Input data Start Marker

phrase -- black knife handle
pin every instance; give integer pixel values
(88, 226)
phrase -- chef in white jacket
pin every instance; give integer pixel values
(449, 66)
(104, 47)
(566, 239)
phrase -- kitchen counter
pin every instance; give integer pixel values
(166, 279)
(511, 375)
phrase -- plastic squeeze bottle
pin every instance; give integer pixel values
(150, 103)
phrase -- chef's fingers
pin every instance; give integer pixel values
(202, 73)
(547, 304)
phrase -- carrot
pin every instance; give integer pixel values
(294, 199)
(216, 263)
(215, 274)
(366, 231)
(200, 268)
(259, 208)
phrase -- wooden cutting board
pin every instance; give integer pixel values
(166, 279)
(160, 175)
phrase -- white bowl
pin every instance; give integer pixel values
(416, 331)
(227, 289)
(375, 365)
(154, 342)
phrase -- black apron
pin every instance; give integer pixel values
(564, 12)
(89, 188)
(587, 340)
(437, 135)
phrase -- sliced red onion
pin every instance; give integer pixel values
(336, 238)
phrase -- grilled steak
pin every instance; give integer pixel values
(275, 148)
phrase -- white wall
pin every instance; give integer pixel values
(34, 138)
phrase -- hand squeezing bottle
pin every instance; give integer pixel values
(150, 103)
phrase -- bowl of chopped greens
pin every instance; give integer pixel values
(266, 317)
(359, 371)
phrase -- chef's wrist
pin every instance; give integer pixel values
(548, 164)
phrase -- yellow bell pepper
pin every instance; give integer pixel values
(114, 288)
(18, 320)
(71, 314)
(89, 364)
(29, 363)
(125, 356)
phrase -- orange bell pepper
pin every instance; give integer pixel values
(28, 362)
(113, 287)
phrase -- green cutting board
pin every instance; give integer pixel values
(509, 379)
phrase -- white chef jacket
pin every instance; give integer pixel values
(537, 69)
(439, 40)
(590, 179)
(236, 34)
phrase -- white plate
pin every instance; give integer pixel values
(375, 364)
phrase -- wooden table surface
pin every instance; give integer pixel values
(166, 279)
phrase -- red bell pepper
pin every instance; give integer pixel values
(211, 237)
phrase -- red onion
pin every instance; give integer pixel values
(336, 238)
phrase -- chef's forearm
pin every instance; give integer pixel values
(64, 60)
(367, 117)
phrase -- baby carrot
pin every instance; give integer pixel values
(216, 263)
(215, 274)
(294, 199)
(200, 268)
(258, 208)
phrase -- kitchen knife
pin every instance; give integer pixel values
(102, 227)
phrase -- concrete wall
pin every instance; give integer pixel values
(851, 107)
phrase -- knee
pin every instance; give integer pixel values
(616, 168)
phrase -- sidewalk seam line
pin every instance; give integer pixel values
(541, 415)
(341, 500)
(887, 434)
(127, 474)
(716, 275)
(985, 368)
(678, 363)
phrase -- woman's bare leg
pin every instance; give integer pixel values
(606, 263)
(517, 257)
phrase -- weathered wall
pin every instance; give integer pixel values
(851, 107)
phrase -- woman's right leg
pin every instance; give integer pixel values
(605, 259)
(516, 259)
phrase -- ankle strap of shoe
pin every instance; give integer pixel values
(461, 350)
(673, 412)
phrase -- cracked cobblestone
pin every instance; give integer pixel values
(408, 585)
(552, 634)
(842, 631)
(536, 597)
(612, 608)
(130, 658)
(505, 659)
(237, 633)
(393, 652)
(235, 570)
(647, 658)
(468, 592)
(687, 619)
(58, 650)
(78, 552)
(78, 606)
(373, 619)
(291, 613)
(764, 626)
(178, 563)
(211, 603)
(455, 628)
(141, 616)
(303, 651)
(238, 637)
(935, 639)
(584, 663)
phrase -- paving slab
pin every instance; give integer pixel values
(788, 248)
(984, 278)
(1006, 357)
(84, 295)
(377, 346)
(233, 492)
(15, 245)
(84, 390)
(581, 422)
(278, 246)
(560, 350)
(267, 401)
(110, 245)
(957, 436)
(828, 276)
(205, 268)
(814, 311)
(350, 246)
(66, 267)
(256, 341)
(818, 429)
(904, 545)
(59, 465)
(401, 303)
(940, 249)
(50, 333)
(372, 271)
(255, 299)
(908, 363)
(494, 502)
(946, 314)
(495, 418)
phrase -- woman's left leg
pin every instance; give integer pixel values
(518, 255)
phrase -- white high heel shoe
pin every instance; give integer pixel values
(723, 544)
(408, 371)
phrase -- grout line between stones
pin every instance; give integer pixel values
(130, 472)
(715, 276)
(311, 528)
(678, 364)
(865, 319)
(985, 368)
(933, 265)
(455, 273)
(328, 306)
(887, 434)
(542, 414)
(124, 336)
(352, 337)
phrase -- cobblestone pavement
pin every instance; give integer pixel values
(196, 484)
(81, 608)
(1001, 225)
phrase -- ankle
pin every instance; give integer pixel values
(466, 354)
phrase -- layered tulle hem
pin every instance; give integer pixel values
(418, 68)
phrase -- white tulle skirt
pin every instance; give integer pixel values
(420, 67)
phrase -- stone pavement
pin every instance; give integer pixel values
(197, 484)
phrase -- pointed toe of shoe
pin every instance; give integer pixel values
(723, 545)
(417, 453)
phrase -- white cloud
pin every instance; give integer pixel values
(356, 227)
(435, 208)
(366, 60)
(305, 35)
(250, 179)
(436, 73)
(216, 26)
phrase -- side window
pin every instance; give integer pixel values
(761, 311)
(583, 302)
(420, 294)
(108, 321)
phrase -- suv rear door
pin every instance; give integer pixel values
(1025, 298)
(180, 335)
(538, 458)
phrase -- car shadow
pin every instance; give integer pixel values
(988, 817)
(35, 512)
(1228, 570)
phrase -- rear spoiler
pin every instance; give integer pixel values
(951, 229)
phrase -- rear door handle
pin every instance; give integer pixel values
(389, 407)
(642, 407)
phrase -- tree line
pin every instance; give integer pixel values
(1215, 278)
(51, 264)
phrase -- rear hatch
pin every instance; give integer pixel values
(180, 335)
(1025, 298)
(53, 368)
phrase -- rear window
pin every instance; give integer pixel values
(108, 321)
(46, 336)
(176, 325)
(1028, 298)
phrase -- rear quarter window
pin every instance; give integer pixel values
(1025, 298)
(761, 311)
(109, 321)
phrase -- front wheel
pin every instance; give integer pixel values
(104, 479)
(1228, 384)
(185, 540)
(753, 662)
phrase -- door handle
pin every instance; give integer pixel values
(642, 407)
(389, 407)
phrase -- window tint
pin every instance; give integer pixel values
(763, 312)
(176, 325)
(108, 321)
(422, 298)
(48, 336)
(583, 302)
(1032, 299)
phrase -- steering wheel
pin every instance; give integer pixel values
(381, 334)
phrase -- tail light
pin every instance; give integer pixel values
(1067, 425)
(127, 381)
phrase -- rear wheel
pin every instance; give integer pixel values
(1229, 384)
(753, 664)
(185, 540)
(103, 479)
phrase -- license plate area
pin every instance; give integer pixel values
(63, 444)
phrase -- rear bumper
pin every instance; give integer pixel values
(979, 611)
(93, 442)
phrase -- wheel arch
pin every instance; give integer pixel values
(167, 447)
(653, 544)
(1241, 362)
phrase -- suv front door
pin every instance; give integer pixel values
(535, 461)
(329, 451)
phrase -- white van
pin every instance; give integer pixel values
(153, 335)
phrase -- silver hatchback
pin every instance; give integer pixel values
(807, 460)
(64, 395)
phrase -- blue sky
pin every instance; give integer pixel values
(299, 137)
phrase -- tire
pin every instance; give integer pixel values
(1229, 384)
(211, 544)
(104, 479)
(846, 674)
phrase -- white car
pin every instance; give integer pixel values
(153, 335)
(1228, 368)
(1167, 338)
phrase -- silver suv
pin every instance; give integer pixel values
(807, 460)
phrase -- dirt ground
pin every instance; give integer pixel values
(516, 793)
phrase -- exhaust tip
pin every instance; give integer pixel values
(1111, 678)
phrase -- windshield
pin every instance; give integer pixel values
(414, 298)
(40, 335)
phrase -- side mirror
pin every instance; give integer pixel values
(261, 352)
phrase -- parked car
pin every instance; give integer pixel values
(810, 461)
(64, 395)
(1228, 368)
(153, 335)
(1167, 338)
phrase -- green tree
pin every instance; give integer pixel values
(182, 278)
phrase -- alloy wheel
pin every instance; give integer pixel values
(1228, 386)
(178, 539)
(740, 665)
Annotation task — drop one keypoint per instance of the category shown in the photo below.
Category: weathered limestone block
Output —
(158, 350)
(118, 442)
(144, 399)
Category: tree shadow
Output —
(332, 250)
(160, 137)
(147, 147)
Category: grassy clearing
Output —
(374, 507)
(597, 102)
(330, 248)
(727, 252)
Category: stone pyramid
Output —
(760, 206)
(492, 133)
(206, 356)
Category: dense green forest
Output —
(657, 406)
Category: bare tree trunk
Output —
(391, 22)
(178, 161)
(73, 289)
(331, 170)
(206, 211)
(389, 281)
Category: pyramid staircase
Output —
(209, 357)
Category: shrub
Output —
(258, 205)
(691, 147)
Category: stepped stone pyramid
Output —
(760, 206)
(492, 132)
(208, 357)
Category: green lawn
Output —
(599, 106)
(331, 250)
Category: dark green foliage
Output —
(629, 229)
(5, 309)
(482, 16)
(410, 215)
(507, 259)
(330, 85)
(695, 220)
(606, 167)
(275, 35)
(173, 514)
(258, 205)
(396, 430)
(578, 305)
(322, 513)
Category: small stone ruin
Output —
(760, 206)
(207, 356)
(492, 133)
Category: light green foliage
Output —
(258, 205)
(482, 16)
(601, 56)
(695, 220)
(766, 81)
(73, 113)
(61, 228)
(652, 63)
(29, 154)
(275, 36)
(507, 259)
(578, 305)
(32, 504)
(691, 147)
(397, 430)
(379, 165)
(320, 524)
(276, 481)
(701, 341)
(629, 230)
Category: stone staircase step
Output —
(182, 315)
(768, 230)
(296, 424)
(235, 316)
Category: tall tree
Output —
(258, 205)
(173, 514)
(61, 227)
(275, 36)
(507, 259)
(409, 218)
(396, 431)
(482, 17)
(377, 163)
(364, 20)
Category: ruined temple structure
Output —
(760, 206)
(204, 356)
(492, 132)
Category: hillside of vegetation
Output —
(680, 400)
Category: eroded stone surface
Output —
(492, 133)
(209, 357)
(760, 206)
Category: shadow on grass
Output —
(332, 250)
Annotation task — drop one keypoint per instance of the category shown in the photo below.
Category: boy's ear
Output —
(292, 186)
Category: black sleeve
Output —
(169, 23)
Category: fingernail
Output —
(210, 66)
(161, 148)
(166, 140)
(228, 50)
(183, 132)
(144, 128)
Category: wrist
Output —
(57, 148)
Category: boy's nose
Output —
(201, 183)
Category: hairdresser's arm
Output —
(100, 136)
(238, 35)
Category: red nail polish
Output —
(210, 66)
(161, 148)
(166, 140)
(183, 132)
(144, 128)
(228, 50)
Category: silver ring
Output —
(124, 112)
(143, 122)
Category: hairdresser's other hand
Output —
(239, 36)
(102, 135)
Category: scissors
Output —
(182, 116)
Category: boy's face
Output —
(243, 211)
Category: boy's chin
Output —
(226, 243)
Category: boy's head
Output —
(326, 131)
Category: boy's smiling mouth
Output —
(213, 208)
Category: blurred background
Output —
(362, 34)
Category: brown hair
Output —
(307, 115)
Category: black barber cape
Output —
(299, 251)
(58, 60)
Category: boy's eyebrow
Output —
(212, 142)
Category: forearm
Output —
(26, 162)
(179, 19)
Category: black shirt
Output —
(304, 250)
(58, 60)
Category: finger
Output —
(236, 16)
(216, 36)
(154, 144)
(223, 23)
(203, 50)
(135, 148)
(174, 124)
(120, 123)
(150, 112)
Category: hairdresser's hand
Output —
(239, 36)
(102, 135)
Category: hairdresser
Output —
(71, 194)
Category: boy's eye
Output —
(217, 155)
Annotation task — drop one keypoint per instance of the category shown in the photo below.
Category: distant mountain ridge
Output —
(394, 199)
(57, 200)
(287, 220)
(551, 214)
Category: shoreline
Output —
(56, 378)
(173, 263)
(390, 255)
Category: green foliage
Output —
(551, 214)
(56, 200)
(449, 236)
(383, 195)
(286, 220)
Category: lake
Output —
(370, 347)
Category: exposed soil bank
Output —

Input data End Marker

What this task involves
Would you filter the records and copy each line that contains the word "wall"?

Solution for this task
phrase -- white wall
phrase -- concrete wall
phrase -- weathered wall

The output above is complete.